■ Data extract
----

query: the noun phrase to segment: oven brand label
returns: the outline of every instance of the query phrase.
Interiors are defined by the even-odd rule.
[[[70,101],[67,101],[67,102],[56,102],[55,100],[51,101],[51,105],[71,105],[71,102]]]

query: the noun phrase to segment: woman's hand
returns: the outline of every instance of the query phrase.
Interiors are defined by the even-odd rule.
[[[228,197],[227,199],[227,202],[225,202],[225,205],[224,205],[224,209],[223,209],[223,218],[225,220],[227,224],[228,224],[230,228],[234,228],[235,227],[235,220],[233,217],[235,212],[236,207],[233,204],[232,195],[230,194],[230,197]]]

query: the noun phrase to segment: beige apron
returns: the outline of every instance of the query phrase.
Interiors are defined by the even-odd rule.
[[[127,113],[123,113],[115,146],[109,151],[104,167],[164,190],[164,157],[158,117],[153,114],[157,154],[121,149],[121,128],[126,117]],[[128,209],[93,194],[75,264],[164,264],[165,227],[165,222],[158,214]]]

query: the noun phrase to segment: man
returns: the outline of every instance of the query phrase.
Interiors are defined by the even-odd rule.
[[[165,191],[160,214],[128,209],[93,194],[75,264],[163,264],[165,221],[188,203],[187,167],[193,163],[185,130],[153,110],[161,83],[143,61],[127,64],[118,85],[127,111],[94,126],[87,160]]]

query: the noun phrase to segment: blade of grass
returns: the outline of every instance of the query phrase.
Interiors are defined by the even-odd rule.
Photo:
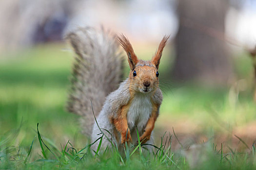
[[[35,136],[34,139],[32,140],[32,142],[31,143],[31,145],[30,145],[30,147],[29,147],[29,149],[28,150],[28,153],[27,153],[27,155],[26,156],[26,157],[25,158],[25,160],[24,160],[23,163],[24,164],[26,164],[27,163],[27,161],[28,160],[28,157],[29,157],[29,155],[30,155],[30,153],[31,153],[31,151],[32,150],[32,146],[33,144],[34,143],[34,140],[36,138],[36,136]]]
[[[42,154],[43,154],[43,157],[44,157],[45,159],[47,159],[47,156],[46,156],[46,154],[45,153],[45,152],[44,152],[44,150],[43,149],[43,147],[42,146],[42,138],[41,138],[41,136],[40,135],[40,134],[39,133],[39,131],[38,130],[39,124],[39,123],[38,123],[37,129],[38,129],[38,139],[39,140],[39,143],[40,144],[40,147],[41,147]]]

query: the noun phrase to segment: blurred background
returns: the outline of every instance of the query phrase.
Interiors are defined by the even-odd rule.
[[[0,136],[21,124],[16,145],[28,146],[37,122],[57,145],[87,143],[64,109],[74,54],[63,38],[86,26],[123,33],[147,60],[170,34],[157,141],[173,127],[184,146],[256,140],[256,0],[1,0],[0,25]]]

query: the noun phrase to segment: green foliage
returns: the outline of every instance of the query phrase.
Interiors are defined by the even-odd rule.
[[[196,150],[197,156],[192,154],[193,156],[190,157],[190,153],[184,146],[183,149],[172,148],[174,140],[183,145],[174,130],[173,136],[165,133],[156,138],[156,145],[141,145],[138,138],[138,145],[126,144],[126,147],[120,150],[115,142],[112,147],[101,148],[102,133],[97,139],[99,144],[97,151],[92,151],[90,147],[94,142],[88,142],[80,133],[78,116],[64,110],[73,55],[61,51],[64,47],[61,44],[36,47],[1,61],[0,169],[256,168],[255,144],[249,145],[238,136],[237,140],[249,148],[247,151],[239,153],[225,144],[217,145],[209,141],[202,144],[205,148],[203,152],[199,149]],[[150,59],[152,55],[146,57],[148,54],[138,55]],[[164,61],[171,60],[165,57],[168,54],[164,55],[160,76],[162,73],[168,74],[168,63]],[[236,69],[238,75],[249,79],[250,76],[245,77],[252,68],[248,59],[240,57],[237,60],[236,67],[238,63],[244,67]],[[161,87],[164,99],[156,129],[158,125],[159,127],[166,123],[160,121],[161,117],[164,118],[162,119],[174,120],[174,122],[185,117],[193,123],[199,124],[202,133],[206,134],[229,129],[234,125],[245,125],[256,119],[256,107],[250,88],[239,93],[235,102],[232,102],[229,89],[209,90],[191,85],[173,85],[169,79],[162,80]],[[37,127],[38,122],[39,126],[38,124]],[[174,129],[177,130],[175,127]],[[171,128],[168,130],[172,131]],[[151,147],[153,150],[149,150],[146,147]],[[229,150],[225,149],[227,148]],[[194,161],[197,162],[196,166],[191,157],[197,158]]]

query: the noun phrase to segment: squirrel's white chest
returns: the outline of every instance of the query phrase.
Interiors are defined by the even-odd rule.
[[[152,111],[150,97],[145,96],[136,96],[131,103],[127,113],[129,128],[133,129],[137,126],[138,129],[145,127]]]

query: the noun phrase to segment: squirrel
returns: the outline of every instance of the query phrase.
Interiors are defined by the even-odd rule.
[[[153,131],[163,98],[158,70],[169,36],[163,37],[151,61],[138,59],[128,39],[123,34],[117,36],[103,29],[88,27],[67,34],[77,54],[67,109],[82,116],[83,132],[92,142],[104,133],[103,148],[111,147],[110,140],[118,147],[126,142],[138,143],[137,129],[141,143],[153,144]],[[119,87],[124,60],[118,43],[130,68],[129,77]],[[91,148],[96,150],[99,142]]]

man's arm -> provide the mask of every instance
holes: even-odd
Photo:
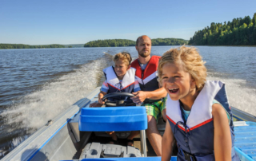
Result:
[[[166,121],[165,133],[162,139],[162,161],[170,161],[173,153],[173,146],[174,144],[174,136],[169,121]]]
[[[138,91],[137,92],[133,92],[135,96],[131,97],[131,100],[135,104],[142,103],[146,99],[150,100],[159,100],[166,96],[167,92],[162,87],[154,91]]]

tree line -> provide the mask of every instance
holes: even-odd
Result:
[[[152,45],[182,45],[188,41],[179,38],[156,38],[152,39]],[[120,47],[135,46],[136,41],[127,39],[106,39],[87,42],[84,47]]]
[[[59,44],[43,45],[30,45],[25,44],[0,44],[0,49],[42,49],[42,48],[65,48]]]
[[[255,45],[256,13],[253,18],[234,18],[227,23],[212,22],[210,26],[195,32],[189,41],[193,45]]]

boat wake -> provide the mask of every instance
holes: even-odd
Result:
[[[5,146],[0,147],[0,157],[99,86],[102,69],[113,65],[112,57],[106,53],[102,58],[45,83],[39,90],[21,98],[22,103],[2,112],[0,117],[4,123],[0,129],[0,143]]]
[[[221,80],[226,84],[230,105],[256,116],[254,106],[256,104],[256,89],[250,88],[246,80],[230,79],[219,77],[219,73],[208,73],[207,80]]]

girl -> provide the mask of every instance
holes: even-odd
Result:
[[[225,84],[206,81],[204,63],[195,48],[185,46],[170,49],[159,60],[158,80],[169,95],[162,161],[170,160],[174,138],[178,161],[240,160]]]
[[[102,98],[105,95],[112,92],[136,92],[140,91],[138,80],[135,79],[135,69],[130,67],[131,57],[129,53],[122,52],[114,56],[114,67],[110,66],[103,69],[106,80],[98,94],[98,103],[91,104],[90,107],[100,107],[105,102]],[[106,132],[112,139],[110,143],[118,143],[118,137],[114,132]],[[127,145],[133,146],[133,138],[139,132],[131,132],[127,138]]]

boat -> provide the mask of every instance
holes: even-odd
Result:
[[[49,120],[2,160],[161,160],[146,139],[145,107],[89,108],[98,100],[99,91],[100,87],[96,88]],[[118,104],[126,105],[123,101]],[[233,107],[231,109],[235,151],[241,160],[256,160],[256,117]],[[158,129],[163,135],[165,123],[162,120],[158,120]],[[141,132],[134,139],[134,147],[122,143],[129,131],[134,130]],[[120,145],[107,143],[110,136],[105,132],[110,131],[117,132]],[[172,156],[171,160],[177,158]]]

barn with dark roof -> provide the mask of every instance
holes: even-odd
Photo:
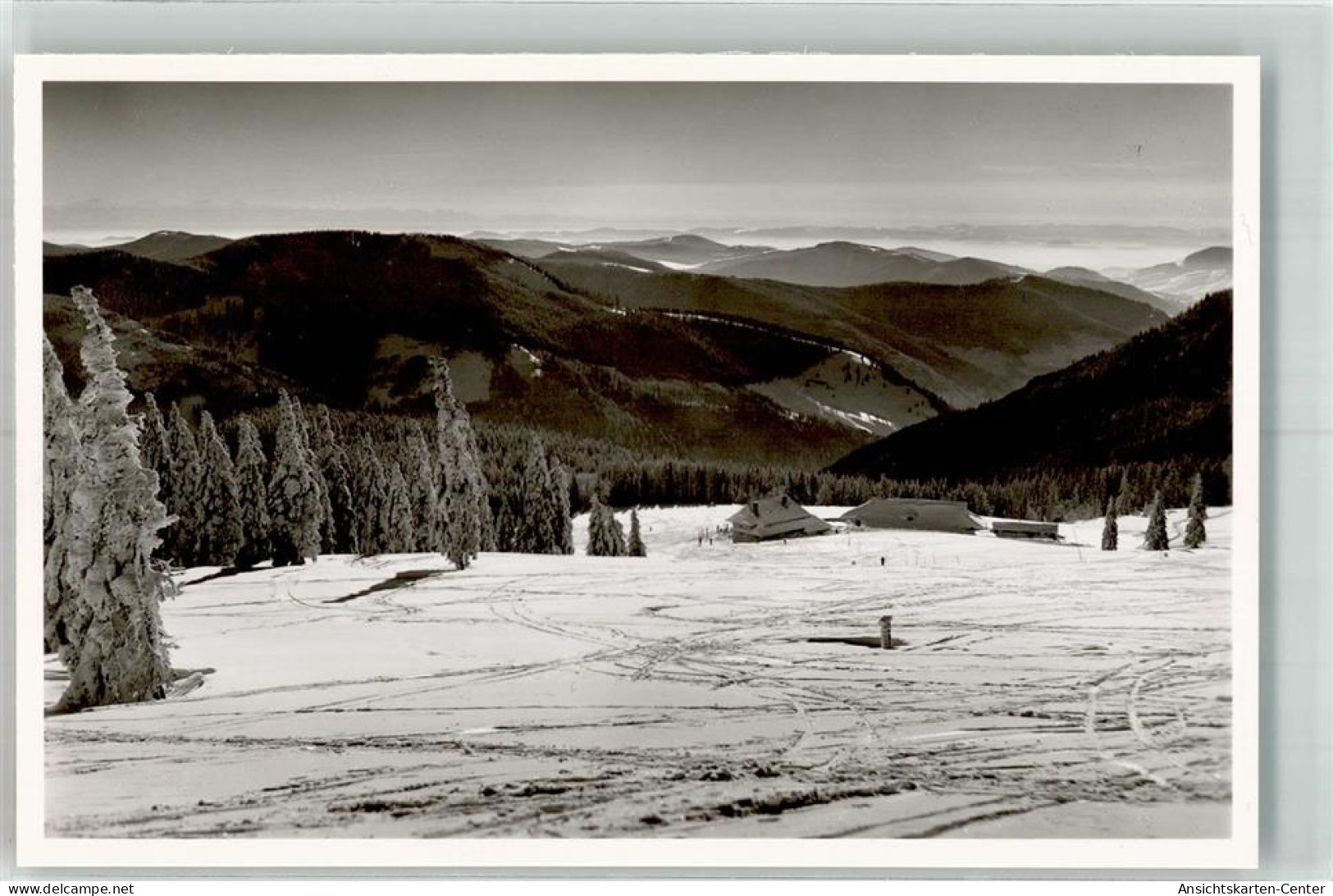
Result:
[[[786,495],[750,501],[733,513],[728,523],[732,524],[732,541],[769,541],[833,531],[832,525]]]
[[[932,501],[921,497],[872,497],[838,517],[853,529],[926,529],[972,533],[985,524],[965,501]]]

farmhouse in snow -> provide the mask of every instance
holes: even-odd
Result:
[[[1034,539],[1038,541],[1058,541],[1058,523],[1033,523],[1032,520],[994,520],[990,531],[1001,539]]]
[[[732,541],[794,539],[824,535],[833,529],[786,495],[750,501],[733,513],[728,523],[732,524]]]
[[[965,501],[918,497],[872,497],[838,517],[853,529],[928,529],[968,533],[985,528]]]

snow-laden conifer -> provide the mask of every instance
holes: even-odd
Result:
[[[551,471],[547,451],[536,436],[528,440],[528,451],[519,477],[517,519],[515,520],[515,551],[520,553],[557,553],[555,515],[551,493]]]
[[[323,512],[301,424],[287,392],[281,392],[273,469],[268,480],[269,540],[275,567],[301,564],[305,557],[319,555]]]
[[[380,463],[380,453],[369,433],[361,436],[353,460],[356,480],[357,544],[365,556],[387,551],[385,519],[388,517],[389,484]]]
[[[1208,519],[1208,505],[1204,504],[1204,477],[1194,473],[1189,488],[1189,521],[1185,524],[1185,547],[1197,548],[1208,540],[1204,520]]]
[[[575,527],[569,513],[569,471],[559,460],[551,464],[551,507],[555,512],[556,553],[573,553]]]
[[[648,547],[644,544],[643,532],[639,531],[639,511],[629,512],[629,545],[628,553],[632,557],[647,557]]]
[[[333,553],[357,553],[360,515],[357,513],[355,493],[355,480],[348,452],[333,436],[333,424],[329,420],[329,409],[319,405],[315,409],[315,419],[311,427],[311,447],[320,472],[324,475],[325,495],[328,496],[329,532]],[[325,547],[329,547],[325,544]]]
[[[56,357],[51,341],[41,337],[43,349],[43,481],[41,532],[45,545],[43,563],[43,591],[45,595],[45,621],[43,645],[48,653],[59,649],[64,640],[64,617],[69,608],[72,587],[68,577],[69,509],[75,483],[83,467],[80,447],[81,424],[79,408],[65,391],[64,367]]]
[[[320,464],[319,456],[315,453],[313,440],[311,437],[311,420],[301,407],[301,400],[292,396],[292,412],[296,415],[297,428],[301,433],[301,447],[305,449],[307,463],[311,468],[311,479],[315,483],[316,504],[319,507],[319,547],[316,548],[316,555],[320,552],[332,553],[333,543],[336,540],[336,532],[333,527],[333,501],[329,497],[329,487],[324,480],[324,468]]]
[[[79,399],[84,463],[68,520],[72,596],[60,660],[69,685],[61,711],[159,699],[171,684],[159,611],[167,579],[151,564],[167,511],[156,475],[139,456],[140,421],[129,415],[115,336],[92,292],[76,288],[73,299],[88,321],[81,348],[88,385]]]
[[[1148,511],[1148,532],[1144,535],[1145,551],[1166,551],[1169,539],[1166,536],[1166,509],[1162,507],[1162,493],[1153,496],[1152,508]]]
[[[487,544],[491,528],[487,480],[481,472],[481,453],[477,451],[468,411],[453,396],[449,367],[443,359],[435,359],[431,368],[440,456],[437,509],[444,520],[441,547],[453,565],[467,569]]]
[[[1116,499],[1106,499],[1106,520],[1101,524],[1101,549],[1116,551],[1120,548],[1120,523],[1116,521]]]
[[[199,545],[196,561],[227,567],[241,547],[241,505],[236,465],[208,411],[199,421]]]
[[[385,507],[384,547],[387,553],[412,553],[416,543],[412,519],[412,496],[403,467],[397,461],[388,464],[388,499]]]
[[[420,553],[440,549],[440,483],[431,463],[431,449],[420,429],[408,437],[408,496],[412,501],[413,539],[411,549]]]
[[[236,499],[240,504],[241,547],[236,565],[249,569],[269,556],[268,547],[268,459],[259,429],[244,413],[237,425]]]
[[[621,557],[625,552],[625,536],[616,515],[593,495],[588,512],[588,556]]]
[[[203,461],[199,441],[175,401],[171,405],[168,451],[172,487],[172,505],[168,511],[176,516],[176,523],[163,536],[167,540],[163,553],[181,567],[192,567],[199,553],[199,489]]]
[[[144,423],[139,436],[139,455],[144,467],[157,473],[157,500],[163,503],[168,513],[175,513],[172,509],[176,501],[172,497],[171,433],[167,432],[167,421],[163,420],[161,409],[152,392],[144,396]],[[171,539],[175,525],[173,520],[171,527],[163,529],[164,541]]]

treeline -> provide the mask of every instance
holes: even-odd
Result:
[[[512,467],[516,445],[531,433],[517,425],[479,428],[488,472]],[[1028,469],[988,480],[869,479],[826,471],[760,464],[690,461],[633,451],[596,439],[543,433],[553,456],[573,471],[571,507],[587,512],[595,493],[616,508],[738,504],[776,492],[802,504],[854,505],[872,497],[966,501],[982,516],[1072,521],[1101,516],[1106,500],[1124,513],[1145,512],[1157,491],[1168,507],[1184,507],[1200,475],[1209,504],[1230,504],[1229,460],[1177,457],[1092,468]]]

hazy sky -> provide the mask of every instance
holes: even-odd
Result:
[[[61,84],[47,231],[1226,228],[1230,89]]]

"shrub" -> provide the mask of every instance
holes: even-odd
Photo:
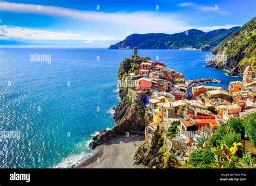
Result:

----

■ Required task
Reproduce the lines above, exactly and exclusively, from the line containing "hazy sky ->" down to the last line, both included; pictures are not part of the copy.

■ Answer to this task
hazy sky -> provide the mask of every instance
holes: even-odd
Result:
[[[61,84],[47,231],[1226,228],[1230,89]]]

"shrub" -> provide the mask of every instance
holes: even-odd
Photo:
Result:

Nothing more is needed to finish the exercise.